• [Problem description]:
Transcribe the passage of the MATLAB tutorial below from "The datastore ds" to "numeric data point).", keeping every word and punctuation mark unchanged.

• [Text provided]:
********************

MATLAB Data Processing and Visualization


MATLAB is mathematical computing software that combines an easy-to-use desktop environment with a powerful programming language. MATLAB can be used for data cleansing and processing, as well as data visualization. This tutorial will cover 1. importing data from a variety of file types and formats, 2. data cleansing and manipulation, and 3. data visualization techniques.

Table of Contents

Downloading the Data

Throughout the tutorial we will be working with data from the National Health and Nutrition Examination Survey (NHANES). The data file can be downloaded here: nhanes_matlab.xlsx.

1. Data Import

Importing Tabular Data

readtable

Creates a table by reading column oriented data from a file

T = readtable(filename)

readtable creates one variable in the table T for each column in the file filename.

Wholly numeric columns will be converted to a numeric array; a cell array will be generated from a column containing any non-numeric values.

Readable File Formats File Extensions
Delimited text files .txt, .dat, .csv
Spreadsheet files .xls, .xlsb, .xlsx

Example

data = readtable('nhanes_matlab.xlsx');

While readtable is capable of reading Excel files, you will need to use readmatrix if you need to specify sheet names or a range of data. Both of these functions output a table.

Importing Data from Multiple Files

datastore

Read large collections of data

A datastore is simply a reference to a file or set of files. You tell MATLAB where to look for files with the datastore command.

Single File

ds = datastore(filename)

Multiple Files

ds = datastore(directory)

The datastore ds has many properties that you can modify so that MATLAB reads your data correctly (e.g. treating -999 as a missing value instead of a numeric data point).

********************

• [Data]:
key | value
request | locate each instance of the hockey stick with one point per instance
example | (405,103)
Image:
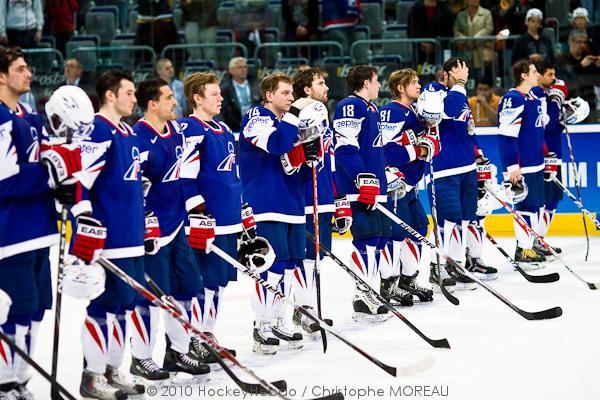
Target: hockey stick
(389,369)
(64,216)
(214,348)
(37,367)
(527,228)
(578,204)
(553,277)
(437,343)
(574,166)
(246,387)
(317,269)
(544,314)
(436,232)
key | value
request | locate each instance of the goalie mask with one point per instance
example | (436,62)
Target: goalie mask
(314,119)
(430,107)
(83,281)
(517,192)
(257,255)
(70,112)
(576,110)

********************

• [Task response]:
The datastore ds has many properties that you can modify so that MATLAB reads your data correctly (e.g. treating -999 as a missing value instead of a numeric data point).